• _DOCUMENT TEXT_
━━━━━━━━━━━━━━━━━━━━━━━━━━━━━━

Wednesday, June 12, 2013

So Emo

In other news, I've also done psychic surgery on myself again. This was for a slightly rough emotional patch. I could feel the gunk building up in my back again, and I thought that it was a mundane somatization of the emotion. Irritation can cause headaches; there's the sinking feeling in the pit of the stomach, that might be dread; I thought that this was heartbreak, with just a little extra something that felt familiar... but the previous time that I took to psychic surgery on myself, didn't have an emotional component. Except for afterwards, which was relief. And that was more of a reaction than an effect, if I may split hairs over this.

I went through the motions of ripping the gunk out, and it helped immensely.

Which made me wonder: how much of emotions are metaphysical? Did my emotions generate that gunk? Or, were my emotions a mundane reaction to the presence of that metaphysical gunk?

I haven't even figured out what that gunk is, other than "harmful when it's there so I had better move it somewhere else". I have figured out a way to get it off when it sticks to my hands, though: imaginarium fire. I wonder why I don't just annex the inside of my own torso to a door in my imaginarium and keep a fire going in there so I don't have to keep ripping gunk out. It sounds weird, sure, but I think I passed weird when I started this blog.

━━━━━━━━━━━━━━━━━━━━━━━━━━━━━━

• _GIVEN ENTRIES_
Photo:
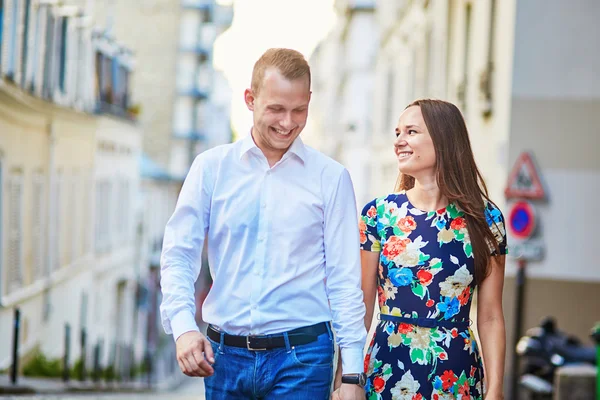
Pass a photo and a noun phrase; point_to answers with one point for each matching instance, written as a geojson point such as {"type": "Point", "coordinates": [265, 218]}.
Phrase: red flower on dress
{"type": "Point", "coordinates": [425, 277]}
{"type": "Point", "coordinates": [394, 247]}
{"type": "Point", "coordinates": [463, 298]}
{"type": "Point", "coordinates": [458, 223]}
{"type": "Point", "coordinates": [405, 328]}
{"type": "Point", "coordinates": [407, 224]}
{"type": "Point", "coordinates": [381, 296]}
{"type": "Point", "coordinates": [378, 384]}
{"type": "Point", "coordinates": [372, 212]}
{"type": "Point", "coordinates": [448, 379]}
{"type": "Point", "coordinates": [362, 229]}
{"type": "Point", "coordinates": [464, 389]}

━━━━━━━━━━━━━━━━━━━━━━━━━━━━━━

• _WORK ITEM A_
In the blog post, what does the writer use to get the gunk off when it sticks to their hands?
• _WORK ITEM B_
Repeat the blog post between "I went through" and "started this blog.", inclusive.
• _WORK ITEM C_
Say whether each statement agrees with the blog post, and quote the words that decide it: (i) The writer felt relief after the previous psychic surgery. (ii) Ripping the gunk out made little difference. (iii) The writer has worked out what the gunk is.

• _EXERCISE RESPONSE A_
Imaginarium fire.

• _EXERCISE RESPONSE B_
I went through the motions of ripping the gunk out, and it helped immensely.

Which made me wonder: how much of emotions are metaphysical? Did my emotions generate that gunk? Or, were my emotions a mundane reaction to the presence of that metaphysical gunk?

I haven't even figured out what that gunk is, other than "harmful when it's there so I had better move it somewhere else". I have figured out a way to get it off when it sticks to my hands, though: imaginarium fire. I wonder why I don't just annex the inside of my own torso to a door in my imaginarium and keep a fire going in there so I don't have to keep ripping gunk out. It sounds weird, sure, but I think I passed weird when I started this blog.

• _EXERCISE RESPONSE C_
(i) Yes: "Except for afterwards, which was relief."
(ii) No: "I went through the motions of ripping the gunk out, and it helped immensely."
(iii) No: "I haven't even figured out what that gunk is"